**Work instructions:**
Exactly the lines from the one with "Each instance of the amber" to the end of the entries should appear in your answer, retyped word for word.

**Stored data entries:**
%%

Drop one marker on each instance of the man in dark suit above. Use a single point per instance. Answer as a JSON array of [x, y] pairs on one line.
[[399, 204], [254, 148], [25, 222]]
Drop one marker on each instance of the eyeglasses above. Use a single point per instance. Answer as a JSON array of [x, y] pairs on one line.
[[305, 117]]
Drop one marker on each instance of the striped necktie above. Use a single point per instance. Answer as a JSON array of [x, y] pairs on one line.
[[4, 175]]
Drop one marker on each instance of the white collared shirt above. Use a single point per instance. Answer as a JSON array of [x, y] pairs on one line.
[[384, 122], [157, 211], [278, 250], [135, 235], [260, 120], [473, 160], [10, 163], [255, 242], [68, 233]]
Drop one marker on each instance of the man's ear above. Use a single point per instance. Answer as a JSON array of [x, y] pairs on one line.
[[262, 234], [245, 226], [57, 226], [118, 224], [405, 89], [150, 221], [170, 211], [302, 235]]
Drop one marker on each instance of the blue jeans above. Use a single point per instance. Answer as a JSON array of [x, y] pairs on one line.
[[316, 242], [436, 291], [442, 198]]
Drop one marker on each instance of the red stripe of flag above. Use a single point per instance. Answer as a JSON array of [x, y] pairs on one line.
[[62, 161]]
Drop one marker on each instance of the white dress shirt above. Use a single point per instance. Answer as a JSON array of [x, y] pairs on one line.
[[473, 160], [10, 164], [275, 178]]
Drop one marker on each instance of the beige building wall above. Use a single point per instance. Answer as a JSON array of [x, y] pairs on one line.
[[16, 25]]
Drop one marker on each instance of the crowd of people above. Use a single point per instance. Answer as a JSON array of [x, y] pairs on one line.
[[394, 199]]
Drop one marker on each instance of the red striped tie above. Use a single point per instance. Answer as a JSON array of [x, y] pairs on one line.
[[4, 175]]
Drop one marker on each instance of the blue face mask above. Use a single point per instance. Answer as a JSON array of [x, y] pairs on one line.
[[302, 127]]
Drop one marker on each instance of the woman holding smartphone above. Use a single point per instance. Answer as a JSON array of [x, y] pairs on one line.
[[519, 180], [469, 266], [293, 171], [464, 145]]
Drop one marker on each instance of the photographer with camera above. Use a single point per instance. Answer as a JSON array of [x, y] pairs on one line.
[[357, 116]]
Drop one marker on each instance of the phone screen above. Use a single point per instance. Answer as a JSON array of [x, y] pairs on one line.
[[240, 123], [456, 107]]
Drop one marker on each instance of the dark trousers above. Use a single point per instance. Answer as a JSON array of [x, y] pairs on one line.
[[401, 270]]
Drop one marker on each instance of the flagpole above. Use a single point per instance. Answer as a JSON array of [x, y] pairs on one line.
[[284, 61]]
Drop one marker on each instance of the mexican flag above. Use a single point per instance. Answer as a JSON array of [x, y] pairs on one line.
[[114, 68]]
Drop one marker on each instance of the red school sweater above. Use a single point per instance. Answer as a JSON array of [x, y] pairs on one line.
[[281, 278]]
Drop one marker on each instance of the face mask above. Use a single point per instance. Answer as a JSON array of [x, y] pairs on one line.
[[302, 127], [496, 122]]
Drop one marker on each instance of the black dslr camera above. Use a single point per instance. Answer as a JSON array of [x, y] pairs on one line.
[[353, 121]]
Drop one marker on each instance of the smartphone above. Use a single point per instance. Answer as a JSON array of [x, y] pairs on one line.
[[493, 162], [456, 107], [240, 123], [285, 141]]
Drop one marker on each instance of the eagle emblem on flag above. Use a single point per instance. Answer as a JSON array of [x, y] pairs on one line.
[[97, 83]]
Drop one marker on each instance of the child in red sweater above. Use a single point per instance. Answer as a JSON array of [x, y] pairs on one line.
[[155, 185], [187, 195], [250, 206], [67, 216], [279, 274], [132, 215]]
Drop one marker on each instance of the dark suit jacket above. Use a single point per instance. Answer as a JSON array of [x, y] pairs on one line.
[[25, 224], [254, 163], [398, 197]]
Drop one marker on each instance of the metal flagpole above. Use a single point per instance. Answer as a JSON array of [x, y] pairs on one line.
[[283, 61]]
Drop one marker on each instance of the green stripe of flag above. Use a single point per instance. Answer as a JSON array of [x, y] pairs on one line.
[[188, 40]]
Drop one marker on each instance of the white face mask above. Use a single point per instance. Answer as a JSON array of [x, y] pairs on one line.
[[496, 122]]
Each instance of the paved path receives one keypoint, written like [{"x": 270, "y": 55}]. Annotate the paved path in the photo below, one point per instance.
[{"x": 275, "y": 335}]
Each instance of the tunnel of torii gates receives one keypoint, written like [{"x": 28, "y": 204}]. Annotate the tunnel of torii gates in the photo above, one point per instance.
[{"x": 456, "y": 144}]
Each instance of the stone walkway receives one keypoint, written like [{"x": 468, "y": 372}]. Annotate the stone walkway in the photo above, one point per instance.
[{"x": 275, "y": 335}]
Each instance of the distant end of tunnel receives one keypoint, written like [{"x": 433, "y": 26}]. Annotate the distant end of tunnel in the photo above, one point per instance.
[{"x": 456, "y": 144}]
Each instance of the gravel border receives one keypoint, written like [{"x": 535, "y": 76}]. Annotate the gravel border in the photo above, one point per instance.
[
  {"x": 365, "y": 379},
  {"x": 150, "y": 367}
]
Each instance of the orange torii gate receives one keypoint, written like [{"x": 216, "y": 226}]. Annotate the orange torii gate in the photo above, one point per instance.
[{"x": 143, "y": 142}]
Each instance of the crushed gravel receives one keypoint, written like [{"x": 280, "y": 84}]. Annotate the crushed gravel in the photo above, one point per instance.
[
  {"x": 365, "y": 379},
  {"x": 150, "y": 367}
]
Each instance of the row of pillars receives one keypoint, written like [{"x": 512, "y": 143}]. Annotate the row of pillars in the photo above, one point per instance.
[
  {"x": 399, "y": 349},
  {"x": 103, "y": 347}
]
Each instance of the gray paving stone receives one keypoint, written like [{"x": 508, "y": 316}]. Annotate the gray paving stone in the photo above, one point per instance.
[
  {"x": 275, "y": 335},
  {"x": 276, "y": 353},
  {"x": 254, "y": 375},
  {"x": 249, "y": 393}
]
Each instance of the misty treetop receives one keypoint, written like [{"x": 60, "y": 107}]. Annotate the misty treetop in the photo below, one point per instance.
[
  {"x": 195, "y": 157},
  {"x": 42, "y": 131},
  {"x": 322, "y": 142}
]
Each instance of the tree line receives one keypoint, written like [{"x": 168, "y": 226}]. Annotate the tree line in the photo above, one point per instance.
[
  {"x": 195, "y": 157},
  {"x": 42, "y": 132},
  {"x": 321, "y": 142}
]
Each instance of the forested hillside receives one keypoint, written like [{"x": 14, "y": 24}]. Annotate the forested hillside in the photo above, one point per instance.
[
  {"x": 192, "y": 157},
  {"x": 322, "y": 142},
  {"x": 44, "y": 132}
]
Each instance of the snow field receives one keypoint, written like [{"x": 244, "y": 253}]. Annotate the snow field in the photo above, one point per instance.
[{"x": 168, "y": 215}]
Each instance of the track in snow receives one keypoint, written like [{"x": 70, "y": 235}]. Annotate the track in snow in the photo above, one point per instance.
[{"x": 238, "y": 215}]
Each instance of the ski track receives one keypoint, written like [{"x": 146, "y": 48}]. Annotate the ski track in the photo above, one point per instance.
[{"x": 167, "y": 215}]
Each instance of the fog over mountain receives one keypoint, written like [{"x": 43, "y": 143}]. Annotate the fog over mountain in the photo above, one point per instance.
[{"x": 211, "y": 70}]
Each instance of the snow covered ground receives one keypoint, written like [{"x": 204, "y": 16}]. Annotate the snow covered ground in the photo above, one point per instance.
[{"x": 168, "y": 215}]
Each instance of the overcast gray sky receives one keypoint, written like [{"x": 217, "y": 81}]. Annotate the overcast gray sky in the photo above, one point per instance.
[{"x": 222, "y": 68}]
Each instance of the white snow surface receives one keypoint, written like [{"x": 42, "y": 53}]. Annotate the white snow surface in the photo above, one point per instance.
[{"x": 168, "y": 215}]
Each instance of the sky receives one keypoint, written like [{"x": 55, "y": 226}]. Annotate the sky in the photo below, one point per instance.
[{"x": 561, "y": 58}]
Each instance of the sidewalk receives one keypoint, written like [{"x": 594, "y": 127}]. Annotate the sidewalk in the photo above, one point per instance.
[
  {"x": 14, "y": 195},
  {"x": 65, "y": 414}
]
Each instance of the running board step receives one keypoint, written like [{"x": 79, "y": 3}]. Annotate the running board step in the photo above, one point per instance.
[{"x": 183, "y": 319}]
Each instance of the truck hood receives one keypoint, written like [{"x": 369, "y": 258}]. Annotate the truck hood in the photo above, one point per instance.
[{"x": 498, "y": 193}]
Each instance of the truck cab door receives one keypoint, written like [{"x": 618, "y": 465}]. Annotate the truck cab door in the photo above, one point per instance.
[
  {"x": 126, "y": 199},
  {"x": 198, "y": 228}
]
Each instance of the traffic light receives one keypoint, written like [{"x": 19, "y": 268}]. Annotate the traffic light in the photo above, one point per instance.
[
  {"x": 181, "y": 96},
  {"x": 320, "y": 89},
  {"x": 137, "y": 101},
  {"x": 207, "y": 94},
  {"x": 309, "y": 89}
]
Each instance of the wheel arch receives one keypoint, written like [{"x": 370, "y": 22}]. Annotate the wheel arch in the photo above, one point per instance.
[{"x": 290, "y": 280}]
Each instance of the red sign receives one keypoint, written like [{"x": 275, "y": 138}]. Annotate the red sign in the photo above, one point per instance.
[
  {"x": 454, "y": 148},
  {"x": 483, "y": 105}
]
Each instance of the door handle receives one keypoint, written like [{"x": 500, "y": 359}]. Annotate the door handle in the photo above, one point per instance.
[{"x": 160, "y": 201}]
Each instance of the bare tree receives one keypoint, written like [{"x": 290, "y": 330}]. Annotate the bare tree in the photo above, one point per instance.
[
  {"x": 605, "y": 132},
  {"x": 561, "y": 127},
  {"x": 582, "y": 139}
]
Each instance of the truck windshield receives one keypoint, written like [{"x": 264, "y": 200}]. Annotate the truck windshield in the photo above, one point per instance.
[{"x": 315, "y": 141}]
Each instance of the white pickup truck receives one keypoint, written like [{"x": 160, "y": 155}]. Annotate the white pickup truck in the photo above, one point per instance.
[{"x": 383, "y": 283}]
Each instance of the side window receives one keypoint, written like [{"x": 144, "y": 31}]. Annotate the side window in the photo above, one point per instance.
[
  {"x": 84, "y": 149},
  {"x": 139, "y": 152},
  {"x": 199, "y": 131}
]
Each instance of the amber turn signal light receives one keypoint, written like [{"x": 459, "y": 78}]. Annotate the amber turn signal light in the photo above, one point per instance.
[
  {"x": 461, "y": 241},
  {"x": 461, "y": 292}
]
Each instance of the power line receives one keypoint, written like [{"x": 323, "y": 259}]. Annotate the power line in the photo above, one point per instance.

%%

**Exercise output:**
Each instance of the amber turn signal light receives one keypoint, written like [{"x": 459, "y": 78}]. Annotate the amber turn signal light in the photo above, one point per instance.
[
  {"x": 461, "y": 241},
  {"x": 461, "y": 292}
]
Each instance of the power line receives one keypoint, written like [{"x": 323, "y": 259}]. Annotate the power line in the photo above, one point per instance.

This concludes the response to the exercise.